**Task goal:**
Answer with one number only, the count of lines in the material below that hold "green".
BEGIN Material for the task
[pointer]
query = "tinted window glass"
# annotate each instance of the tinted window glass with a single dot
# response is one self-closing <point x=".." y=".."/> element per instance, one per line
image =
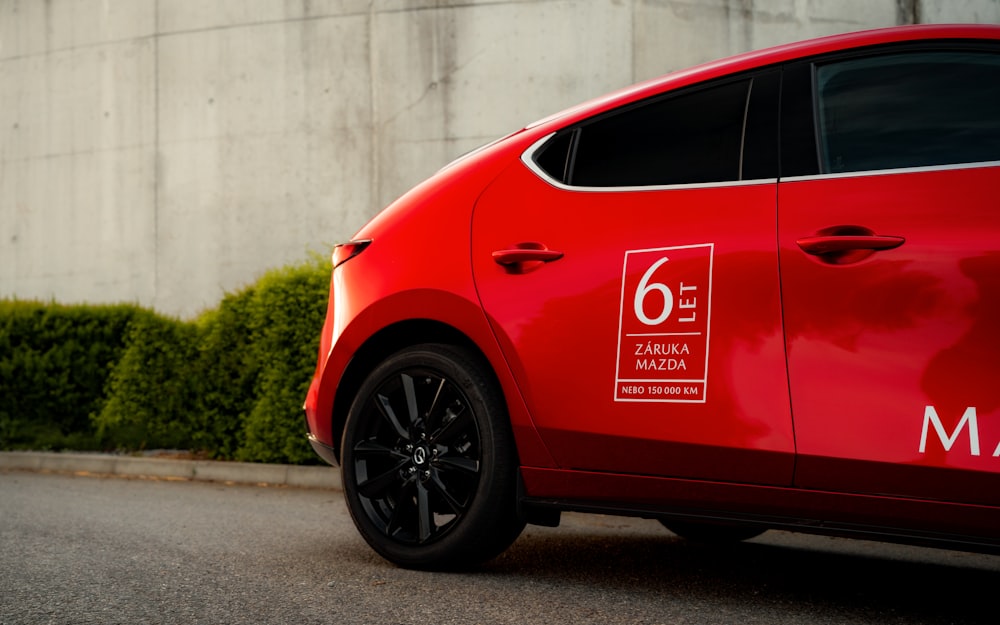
<point x="691" y="138"/>
<point x="909" y="110"/>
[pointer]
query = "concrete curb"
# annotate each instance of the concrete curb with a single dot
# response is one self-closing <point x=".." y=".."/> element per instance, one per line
<point x="323" y="477"/>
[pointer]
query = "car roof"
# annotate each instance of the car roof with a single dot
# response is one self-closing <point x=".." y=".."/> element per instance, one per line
<point x="771" y="56"/>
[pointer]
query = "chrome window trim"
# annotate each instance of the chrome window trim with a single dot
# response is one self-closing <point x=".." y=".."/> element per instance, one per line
<point x="900" y="170"/>
<point x="529" y="162"/>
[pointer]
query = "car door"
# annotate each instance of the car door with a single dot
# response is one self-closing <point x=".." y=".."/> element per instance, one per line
<point x="890" y="272"/>
<point x="629" y="269"/>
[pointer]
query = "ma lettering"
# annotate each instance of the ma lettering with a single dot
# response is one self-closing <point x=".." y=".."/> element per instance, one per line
<point x="969" y="422"/>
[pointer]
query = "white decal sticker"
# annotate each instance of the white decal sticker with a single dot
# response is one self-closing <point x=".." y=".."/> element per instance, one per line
<point x="969" y="421"/>
<point x="663" y="324"/>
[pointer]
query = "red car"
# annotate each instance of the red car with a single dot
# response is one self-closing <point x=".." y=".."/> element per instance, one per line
<point x="760" y="293"/>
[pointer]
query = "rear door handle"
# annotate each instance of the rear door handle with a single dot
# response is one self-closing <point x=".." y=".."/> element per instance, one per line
<point x="831" y="244"/>
<point x="525" y="252"/>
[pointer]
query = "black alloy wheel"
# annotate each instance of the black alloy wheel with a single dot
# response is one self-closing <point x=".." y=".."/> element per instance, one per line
<point x="429" y="467"/>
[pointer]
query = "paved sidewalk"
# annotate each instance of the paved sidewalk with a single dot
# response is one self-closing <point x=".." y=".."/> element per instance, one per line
<point x="169" y="468"/>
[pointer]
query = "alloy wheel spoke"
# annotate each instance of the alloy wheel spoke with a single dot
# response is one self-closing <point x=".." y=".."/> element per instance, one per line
<point x="455" y="415"/>
<point x="425" y="517"/>
<point x="411" y="400"/>
<point x="385" y="409"/>
<point x="465" y="465"/>
<point x="446" y="495"/>
<point x="378" y="486"/>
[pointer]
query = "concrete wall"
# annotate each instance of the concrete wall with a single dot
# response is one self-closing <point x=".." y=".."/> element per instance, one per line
<point x="166" y="151"/>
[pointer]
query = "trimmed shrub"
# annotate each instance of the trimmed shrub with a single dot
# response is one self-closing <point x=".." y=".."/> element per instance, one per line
<point x="229" y="384"/>
<point x="285" y="313"/>
<point x="54" y="363"/>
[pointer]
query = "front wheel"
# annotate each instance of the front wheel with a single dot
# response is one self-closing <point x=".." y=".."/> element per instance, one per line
<point x="429" y="464"/>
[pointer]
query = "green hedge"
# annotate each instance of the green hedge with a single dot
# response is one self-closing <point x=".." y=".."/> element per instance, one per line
<point x="229" y="384"/>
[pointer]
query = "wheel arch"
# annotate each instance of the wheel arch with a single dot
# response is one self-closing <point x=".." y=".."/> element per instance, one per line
<point x="381" y="345"/>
END Material for the task
**Response to this task:**
2